[Extracted data entries]
— Start —
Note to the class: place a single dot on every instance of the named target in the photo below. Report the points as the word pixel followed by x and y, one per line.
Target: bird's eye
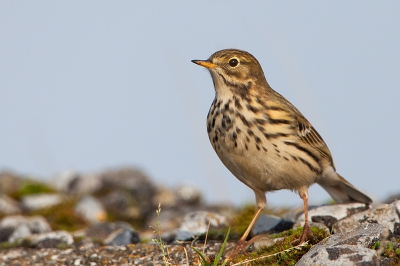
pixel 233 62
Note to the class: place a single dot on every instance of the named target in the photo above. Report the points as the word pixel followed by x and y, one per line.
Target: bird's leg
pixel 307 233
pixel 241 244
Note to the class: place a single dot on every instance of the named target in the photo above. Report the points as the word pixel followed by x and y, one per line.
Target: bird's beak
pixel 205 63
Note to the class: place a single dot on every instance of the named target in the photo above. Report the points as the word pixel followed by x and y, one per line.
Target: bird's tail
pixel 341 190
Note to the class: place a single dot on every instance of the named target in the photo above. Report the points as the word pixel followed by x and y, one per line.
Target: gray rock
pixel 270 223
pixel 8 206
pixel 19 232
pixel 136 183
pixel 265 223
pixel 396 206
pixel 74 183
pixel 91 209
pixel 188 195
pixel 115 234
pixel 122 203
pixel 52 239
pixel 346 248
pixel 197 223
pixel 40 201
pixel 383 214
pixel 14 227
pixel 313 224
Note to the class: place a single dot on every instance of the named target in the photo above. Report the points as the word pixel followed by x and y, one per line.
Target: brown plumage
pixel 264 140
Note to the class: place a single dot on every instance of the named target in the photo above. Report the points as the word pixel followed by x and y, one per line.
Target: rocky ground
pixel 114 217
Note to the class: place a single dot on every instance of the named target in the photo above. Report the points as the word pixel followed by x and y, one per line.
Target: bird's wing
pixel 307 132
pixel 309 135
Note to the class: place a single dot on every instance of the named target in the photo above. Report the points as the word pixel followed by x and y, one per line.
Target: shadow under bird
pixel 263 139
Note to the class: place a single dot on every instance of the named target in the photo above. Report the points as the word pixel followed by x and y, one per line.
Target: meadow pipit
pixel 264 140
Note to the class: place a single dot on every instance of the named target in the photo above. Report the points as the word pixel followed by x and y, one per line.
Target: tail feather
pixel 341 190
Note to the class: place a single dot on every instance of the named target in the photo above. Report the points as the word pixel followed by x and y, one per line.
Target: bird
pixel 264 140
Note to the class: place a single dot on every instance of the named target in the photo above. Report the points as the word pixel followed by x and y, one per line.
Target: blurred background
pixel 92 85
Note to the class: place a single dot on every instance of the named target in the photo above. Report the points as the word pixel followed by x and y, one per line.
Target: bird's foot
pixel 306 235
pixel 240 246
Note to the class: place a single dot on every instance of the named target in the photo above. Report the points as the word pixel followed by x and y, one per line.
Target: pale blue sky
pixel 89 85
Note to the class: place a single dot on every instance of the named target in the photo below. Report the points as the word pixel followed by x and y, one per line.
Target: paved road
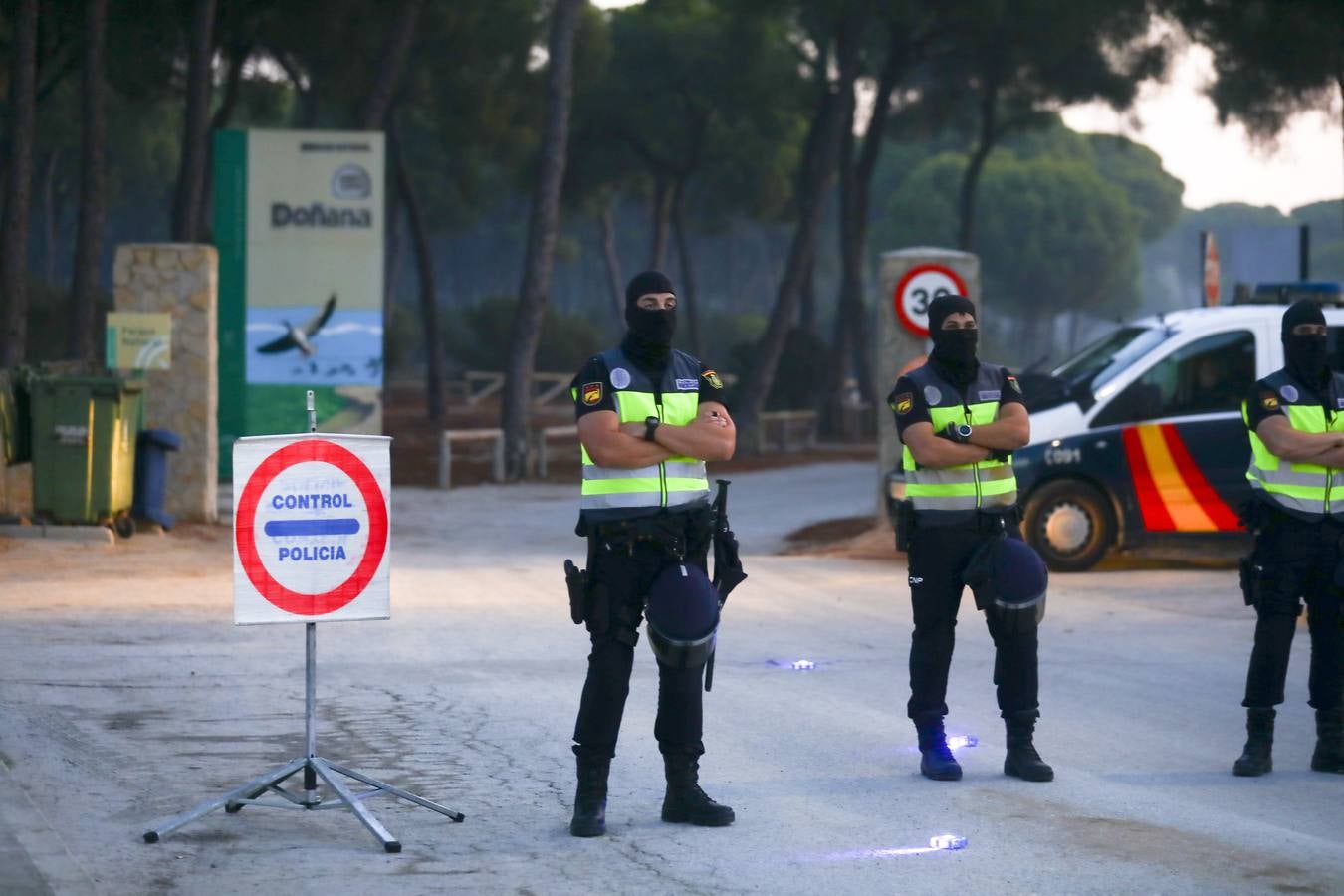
— End —
■ EXERCISE PROMPT ■
Format every line of the rows above as a numbered list, omitting blank lines and leaving the pictures out.

■ COMPLETED TASK ■
1. Note to the class: place a single dot on every instance of the named target in the photo below. Report the points as the word pixel followed by x and y, one per line.
2. Target: bird's eye
3. pixel 233 62
4. Note to the class: place a single dot on every instance of the named target in the photo above. Report the points as the word pixel followed by x and y, one per line.
5. Target: bird's leg
6. pixel 307 233
7. pixel 241 244
8. Note to the class: place a single dot on every instance of the named target in the photo above. Report the points as the word pixel followed by x and y, one per line.
9. Target: bird's beak
10. pixel 205 63
11. Note to the class: place a single dot on every instance of the named target in the photo above. Report the points as the word pixel followed by x and y, one per line.
12. Target: bird's tail
13. pixel 341 190
14. Note to the class: place a single dot on every instance of the named target in the photo above. Report the points as the word pixel followed by x and y, one per line.
15. Target: gray rock
16. pixel 270 223
17. pixel 8 206
18. pixel 19 232
19. pixel 136 183
20. pixel 265 223
21. pixel 396 206
22. pixel 74 183
23. pixel 91 209
24. pixel 188 195
25. pixel 115 234
26. pixel 122 203
27. pixel 52 239
28. pixel 346 248
29. pixel 197 223
30. pixel 40 201
31. pixel 383 214
32. pixel 14 227
33. pixel 313 224
34. Note to the class: place a single dot on every instance of the named target in the photo above. Report the points as the word pixel followed by x and y, one per line.
35. Target: brown plumage
36. pixel 264 140
37. Note to the class: place a single dot on every instance of the named target in the photo above. Report the points as the word pixel followed by x and y, one per line.
38. Target: rocky ground
39. pixel 114 217
40. Note to the class: place a single dot on every instance of the named target in the photo above. Report the points as the word pixel followed by x and y, one per line.
41. Target: bird's wing
42. pixel 307 132
43. pixel 309 135
44. Note to the class: place a single dot on every instance of the named target in the photo above. Report the points as the word pixel followed by x and y, one per line.
45. Target: shadow under bird
46. pixel 263 139
47. Note to the class: place a single dot on every instance of the named target in the photo above. Report the points as the word pixel followed by x and y, one per line.
48. Target: meadow pipit
49. pixel 264 140
50. Note to the class: place a single dot on every instance of the named target in the photo above. Report the points as the word pixel followed by x and y, one per line.
51. Target: tail feather
52. pixel 341 190
53. Note to the class: place a single dot on every instance of the named target in the photo above. Report the points as the word pixel followed by x and y, one per line.
54. Target: bird
55. pixel 264 140
56. Note to the class: place a single dot on every instance of the named target in the photo above. Report the points as the word pixel followed by x and y, one per line.
57. Target: blurred background
58. pixel 92 85
59. Note to the class: place a single dot on every instance of the named target in the photo above. Report the points as the word pixel followed by x and y, one per line.
60. Target: bird's foot
61. pixel 306 235
62. pixel 240 246
63. Note to the class: place a single dot on every instance of the named target in the photo above. Report the points as the word pixel followed by x and y, one per line.
64. Target: pale blue sky
65. pixel 89 85
66. Note to the class: place a single dot on every instance of the named target in the photo below. Report the points as the word pixel followed by x and y, one per line.
67. Target: paved road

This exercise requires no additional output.